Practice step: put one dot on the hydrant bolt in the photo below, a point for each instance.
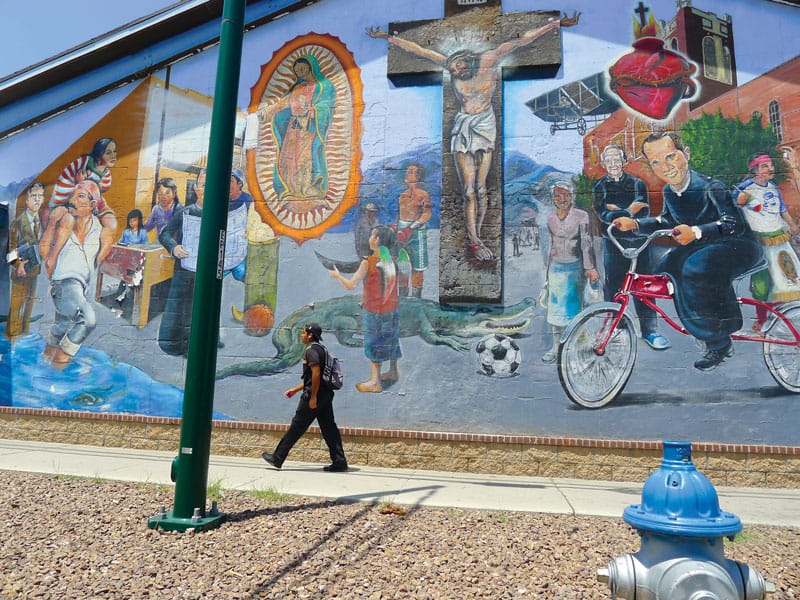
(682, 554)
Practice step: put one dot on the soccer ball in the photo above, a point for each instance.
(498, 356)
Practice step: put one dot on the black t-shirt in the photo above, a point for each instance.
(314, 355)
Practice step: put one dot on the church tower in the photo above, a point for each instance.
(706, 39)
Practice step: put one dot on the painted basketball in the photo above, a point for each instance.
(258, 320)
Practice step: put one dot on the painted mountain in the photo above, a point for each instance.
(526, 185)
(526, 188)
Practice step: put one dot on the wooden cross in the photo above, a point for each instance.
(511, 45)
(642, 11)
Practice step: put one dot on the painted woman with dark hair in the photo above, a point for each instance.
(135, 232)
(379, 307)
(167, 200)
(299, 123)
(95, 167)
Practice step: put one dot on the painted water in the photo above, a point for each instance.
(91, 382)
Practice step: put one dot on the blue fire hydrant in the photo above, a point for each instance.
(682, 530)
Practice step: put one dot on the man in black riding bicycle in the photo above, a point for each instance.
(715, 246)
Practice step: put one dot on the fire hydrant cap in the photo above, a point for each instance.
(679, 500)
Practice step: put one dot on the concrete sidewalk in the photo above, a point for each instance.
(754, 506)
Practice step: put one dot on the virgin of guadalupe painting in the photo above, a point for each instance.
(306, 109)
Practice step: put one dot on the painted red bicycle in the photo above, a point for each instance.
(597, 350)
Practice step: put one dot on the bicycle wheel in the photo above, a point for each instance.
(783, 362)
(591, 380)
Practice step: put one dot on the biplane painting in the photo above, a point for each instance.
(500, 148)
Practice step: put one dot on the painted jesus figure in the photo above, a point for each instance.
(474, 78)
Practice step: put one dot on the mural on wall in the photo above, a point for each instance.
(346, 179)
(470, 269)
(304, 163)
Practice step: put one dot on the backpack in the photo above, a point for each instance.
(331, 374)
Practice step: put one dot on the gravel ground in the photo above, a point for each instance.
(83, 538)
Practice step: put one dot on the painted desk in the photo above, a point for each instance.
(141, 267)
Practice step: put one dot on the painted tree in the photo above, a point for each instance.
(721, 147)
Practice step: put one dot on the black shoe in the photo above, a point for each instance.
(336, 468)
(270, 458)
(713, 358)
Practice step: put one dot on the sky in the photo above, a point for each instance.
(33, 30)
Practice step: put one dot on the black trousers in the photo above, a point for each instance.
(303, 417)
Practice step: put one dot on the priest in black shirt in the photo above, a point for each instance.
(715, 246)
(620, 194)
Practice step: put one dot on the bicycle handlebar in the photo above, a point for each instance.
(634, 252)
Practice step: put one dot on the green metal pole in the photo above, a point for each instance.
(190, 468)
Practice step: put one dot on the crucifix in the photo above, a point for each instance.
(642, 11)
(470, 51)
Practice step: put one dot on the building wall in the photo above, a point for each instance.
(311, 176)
==
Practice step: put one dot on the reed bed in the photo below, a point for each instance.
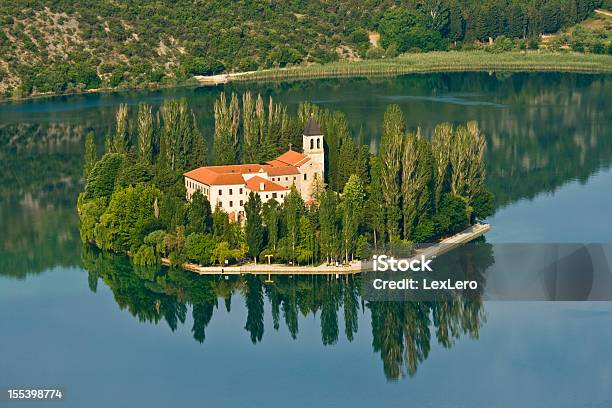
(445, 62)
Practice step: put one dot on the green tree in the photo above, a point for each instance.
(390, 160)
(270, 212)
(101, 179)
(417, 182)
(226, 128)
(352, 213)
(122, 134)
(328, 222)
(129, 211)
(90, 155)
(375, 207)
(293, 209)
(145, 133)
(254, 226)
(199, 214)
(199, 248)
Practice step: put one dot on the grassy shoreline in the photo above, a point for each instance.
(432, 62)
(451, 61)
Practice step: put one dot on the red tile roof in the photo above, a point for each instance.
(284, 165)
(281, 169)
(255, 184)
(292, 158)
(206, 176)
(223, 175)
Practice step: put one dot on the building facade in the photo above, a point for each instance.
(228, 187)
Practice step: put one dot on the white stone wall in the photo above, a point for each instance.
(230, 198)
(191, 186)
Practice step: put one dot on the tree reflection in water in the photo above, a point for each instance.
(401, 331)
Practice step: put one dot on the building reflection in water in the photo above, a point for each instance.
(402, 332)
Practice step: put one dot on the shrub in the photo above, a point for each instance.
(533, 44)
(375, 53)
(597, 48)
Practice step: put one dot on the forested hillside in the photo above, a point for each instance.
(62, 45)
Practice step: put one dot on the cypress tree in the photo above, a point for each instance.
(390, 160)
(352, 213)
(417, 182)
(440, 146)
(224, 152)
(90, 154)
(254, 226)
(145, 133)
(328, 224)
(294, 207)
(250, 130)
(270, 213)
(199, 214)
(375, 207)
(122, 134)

Written instruction: Pick out every line in the entries above that contains the word "wall", and copy each one.

Finished exercise:
Practice step: put one dot on the mural on wall in the photo above, a point for each instance.
Practice step: put one dot on the building wall in the photo above, a point for each instance.
Practice step: put one dot on the white stone wall in the photo above, a point for each instance.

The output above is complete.